+++ LISTED ENTRIES +++

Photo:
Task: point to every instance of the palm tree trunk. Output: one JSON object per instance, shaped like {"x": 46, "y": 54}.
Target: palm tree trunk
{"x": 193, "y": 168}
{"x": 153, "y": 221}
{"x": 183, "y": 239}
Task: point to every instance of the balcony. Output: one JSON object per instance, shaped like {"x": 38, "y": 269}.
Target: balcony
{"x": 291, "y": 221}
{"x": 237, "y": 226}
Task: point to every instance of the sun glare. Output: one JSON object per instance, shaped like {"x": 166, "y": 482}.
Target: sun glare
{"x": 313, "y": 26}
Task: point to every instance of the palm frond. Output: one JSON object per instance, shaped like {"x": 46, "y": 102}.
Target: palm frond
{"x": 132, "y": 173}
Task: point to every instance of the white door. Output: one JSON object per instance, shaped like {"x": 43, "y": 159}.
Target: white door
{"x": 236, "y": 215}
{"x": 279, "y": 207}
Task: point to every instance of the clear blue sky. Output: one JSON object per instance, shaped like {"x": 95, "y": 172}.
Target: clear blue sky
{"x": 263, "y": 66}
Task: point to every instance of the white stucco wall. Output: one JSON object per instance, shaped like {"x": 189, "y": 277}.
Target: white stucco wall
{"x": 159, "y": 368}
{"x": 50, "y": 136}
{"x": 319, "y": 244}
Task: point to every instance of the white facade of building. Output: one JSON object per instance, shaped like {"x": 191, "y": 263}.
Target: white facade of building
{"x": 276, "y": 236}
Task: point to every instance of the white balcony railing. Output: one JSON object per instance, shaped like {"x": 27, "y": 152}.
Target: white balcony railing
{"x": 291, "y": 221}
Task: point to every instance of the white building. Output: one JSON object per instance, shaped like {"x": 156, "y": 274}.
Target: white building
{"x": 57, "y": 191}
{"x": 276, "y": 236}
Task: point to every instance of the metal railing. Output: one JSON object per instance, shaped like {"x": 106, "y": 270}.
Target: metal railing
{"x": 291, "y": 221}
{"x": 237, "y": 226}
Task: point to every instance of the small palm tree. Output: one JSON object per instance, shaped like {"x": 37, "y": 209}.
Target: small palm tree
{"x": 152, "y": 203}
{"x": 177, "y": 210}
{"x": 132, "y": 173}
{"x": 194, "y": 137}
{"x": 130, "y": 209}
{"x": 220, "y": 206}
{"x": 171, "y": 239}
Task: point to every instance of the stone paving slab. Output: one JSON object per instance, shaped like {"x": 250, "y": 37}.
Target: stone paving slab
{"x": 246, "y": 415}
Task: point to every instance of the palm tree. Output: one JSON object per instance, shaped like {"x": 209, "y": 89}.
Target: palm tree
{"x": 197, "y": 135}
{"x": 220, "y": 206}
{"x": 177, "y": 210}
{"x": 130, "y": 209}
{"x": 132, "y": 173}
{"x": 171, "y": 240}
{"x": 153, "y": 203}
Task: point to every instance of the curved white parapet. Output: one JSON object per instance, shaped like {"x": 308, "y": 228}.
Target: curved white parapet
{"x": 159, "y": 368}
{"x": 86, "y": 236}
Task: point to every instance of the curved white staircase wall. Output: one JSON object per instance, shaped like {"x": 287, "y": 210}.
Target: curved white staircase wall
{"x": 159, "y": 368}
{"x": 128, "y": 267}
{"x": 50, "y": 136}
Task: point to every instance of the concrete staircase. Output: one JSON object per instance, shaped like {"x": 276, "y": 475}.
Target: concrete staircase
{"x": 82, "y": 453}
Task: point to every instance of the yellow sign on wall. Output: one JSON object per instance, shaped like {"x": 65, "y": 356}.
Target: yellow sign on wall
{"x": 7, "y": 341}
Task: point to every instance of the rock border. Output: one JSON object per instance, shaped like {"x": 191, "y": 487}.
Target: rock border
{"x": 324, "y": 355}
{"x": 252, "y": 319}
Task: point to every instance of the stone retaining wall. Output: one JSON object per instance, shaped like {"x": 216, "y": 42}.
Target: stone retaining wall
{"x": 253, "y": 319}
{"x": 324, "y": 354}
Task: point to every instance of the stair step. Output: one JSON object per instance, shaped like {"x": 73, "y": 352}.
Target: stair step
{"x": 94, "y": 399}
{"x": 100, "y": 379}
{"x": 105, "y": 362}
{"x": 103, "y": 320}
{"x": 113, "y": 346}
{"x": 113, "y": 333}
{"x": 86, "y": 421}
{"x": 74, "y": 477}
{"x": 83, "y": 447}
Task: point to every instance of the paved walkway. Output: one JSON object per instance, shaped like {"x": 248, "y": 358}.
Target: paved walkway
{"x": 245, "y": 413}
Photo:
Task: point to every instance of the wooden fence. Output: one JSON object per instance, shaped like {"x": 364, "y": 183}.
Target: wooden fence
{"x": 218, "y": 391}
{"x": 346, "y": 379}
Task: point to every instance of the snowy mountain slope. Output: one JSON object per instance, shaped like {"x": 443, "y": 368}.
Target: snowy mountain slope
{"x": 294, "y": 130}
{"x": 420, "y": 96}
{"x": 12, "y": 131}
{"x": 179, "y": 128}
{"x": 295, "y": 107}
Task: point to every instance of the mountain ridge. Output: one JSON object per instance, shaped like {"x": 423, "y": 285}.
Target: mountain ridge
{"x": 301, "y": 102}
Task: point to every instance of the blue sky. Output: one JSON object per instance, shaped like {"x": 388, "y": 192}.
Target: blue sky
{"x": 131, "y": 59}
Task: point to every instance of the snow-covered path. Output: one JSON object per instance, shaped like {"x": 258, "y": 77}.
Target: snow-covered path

+++

§ SHORT EXERCISE: Can you replace "Target" with "Label" in all of the rows above and give them again with nothing else changed?

§ FULL RESPONSE:
Photo:
Task: point to every instance of the palm tree trunk. Output: one JSON object per instance, shaped like {"x": 46, "y": 54}.
Label: palm tree trunk
{"x": 193, "y": 168}
{"x": 153, "y": 221}
{"x": 183, "y": 239}
Task: point to every instance of the balcony. Output: one JSON object per instance, shaped like {"x": 38, "y": 269}.
Label: balcony
{"x": 291, "y": 221}
{"x": 237, "y": 226}
Task: point to every instance of the sun glare. Output: one JSON object per instance, shaped like {"x": 166, "y": 482}.
Label: sun glare
{"x": 313, "y": 26}
Task: point to every instance of the palm frond. Output: one JSON object per instance, shaped like {"x": 46, "y": 102}.
Label: palm frond
{"x": 132, "y": 173}
Task: point to every instance of the white door. Output: one JSON object per instance, shaped like {"x": 43, "y": 159}.
Label: white door
{"x": 236, "y": 215}
{"x": 279, "y": 207}
Task: point to every instance of the clear blue sky. Output: one JSON object per instance, shaped like {"x": 95, "y": 172}.
Label: clear blue sky
{"x": 263, "y": 66}
Task: point to every instance of the white stucco wall. Output: one JSON object per instance, shaped like {"x": 189, "y": 277}.
Label: white stucco wall
{"x": 159, "y": 368}
{"x": 50, "y": 136}
{"x": 319, "y": 244}
Task: point to every instance of the white facade of building. Output: one JSON object per instance, shaped like {"x": 191, "y": 263}.
Label: white facade of building
{"x": 276, "y": 236}
Task: point to every instance of the white balcony railing. Output: one JSON object per instance, shaped like {"x": 27, "y": 152}.
Label: white balcony railing
{"x": 291, "y": 221}
Task: point to every instance of the white building. Output: one JSON object per instance, shaped like {"x": 156, "y": 274}.
Label: white building
{"x": 57, "y": 191}
{"x": 276, "y": 236}
Task: point to every instance of the metal railing. Output: one JSON object per instance, shaped like {"x": 106, "y": 270}.
Label: metal railing
{"x": 291, "y": 221}
{"x": 237, "y": 226}
Task: point to every instance of the small palm tree. Output: one JSON object per instance, shaped like {"x": 37, "y": 209}.
Label: small palm tree
{"x": 152, "y": 203}
{"x": 177, "y": 210}
{"x": 132, "y": 173}
{"x": 194, "y": 137}
{"x": 130, "y": 209}
{"x": 220, "y": 206}
{"x": 171, "y": 239}
Task: point to every instance of the stone paving slab. Output: one JSON object per instance, shaped like {"x": 250, "y": 37}.
Label: stone paving slab
{"x": 246, "y": 415}
Task: point to every instance of the palm tree. Output: one JSON object per instance, shaped like {"x": 209, "y": 89}.
Label: palm tree
{"x": 197, "y": 135}
{"x": 220, "y": 206}
{"x": 177, "y": 210}
{"x": 130, "y": 209}
{"x": 132, "y": 173}
{"x": 171, "y": 240}
{"x": 153, "y": 203}
Task: point to every instance of the curved white parapet. Output: one JSON object per instance, shaped like {"x": 308, "y": 228}.
Label: curved white parapet
{"x": 159, "y": 368}
{"x": 86, "y": 236}
Task: point to every instance of the curved white staircase wall. Output: one JSON object per instance, shaped like {"x": 287, "y": 210}.
Label: curved white staircase wall
{"x": 159, "y": 368}
{"x": 128, "y": 267}
{"x": 50, "y": 136}
Task: point to every instance of the concrete staircase. Output: one JSON object per instance, shaped like {"x": 276, "y": 475}.
Label: concrete staircase
{"x": 82, "y": 453}
Task: point to every instance of the yellow sign on wall. Output: one JSON object per instance, shaped like {"x": 65, "y": 356}.
Label: yellow sign on wall
{"x": 7, "y": 341}
Task: point to every instance of the rock border. Output: one JSON object per instance, shaped like {"x": 191, "y": 487}.
Label: rock border
{"x": 324, "y": 355}
{"x": 252, "y": 319}
Task: point to every instance of the stone retaining wall. Output: one JSON object per instance, shaped like {"x": 216, "y": 42}.
Label: stone retaining wall
{"x": 253, "y": 319}
{"x": 324, "y": 354}
Task: point to every instance of the stair step. Output: one JSON object per instance, shaped like {"x": 73, "y": 352}.
Label: stair step
{"x": 94, "y": 399}
{"x": 100, "y": 379}
{"x": 105, "y": 362}
{"x": 103, "y": 320}
{"x": 113, "y": 346}
{"x": 113, "y": 333}
{"x": 86, "y": 421}
{"x": 74, "y": 477}
{"x": 83, "y": 447}
Task: point to every instance of the paved walkway. Output: one JSON object per instance, shaped like {"x": 248, "y": 358}.
Label: paved walkway
{"x": 245, "y": 413}
Photo:
Task: point to every instance of the wooden fence. Output: one JSON object per instance, shaped like {"x": 364, "y": 183}.
Label: wooden fence
{"x": 218, "y": 391}
{"x": 346, "y": 379}
Task: point to every instance of the snowy mountain slope. Output: one JSON object per instance, shaped like {"x": 443, "y": 368}.
Label: snowy mountain slope
{"x": 294, "y": 130}
{"x": 420, "y": 96}
{"x": 12, "y": 131}
{"x": 179, "y": 128}
{"x": 295, "y": 107}
Task: point to every instance of the mountain ridge. Output: one JSON object per instance, shaped like {"x": 423, "y": 285}.
Label: mountain ridge
{"x": 301, "y": 102}
Task: point to every instance of the blue sky. Output: one JSON object per instance, shaped like {"x": 388, "y": 192}.
Label: blue sky
{"x": 131, "y": 59}
Task: point to every instance of the snow-covered path. Output: one JSON object per instance, shaped like {"x": 258, "y": 77}.
Label: snow-covered path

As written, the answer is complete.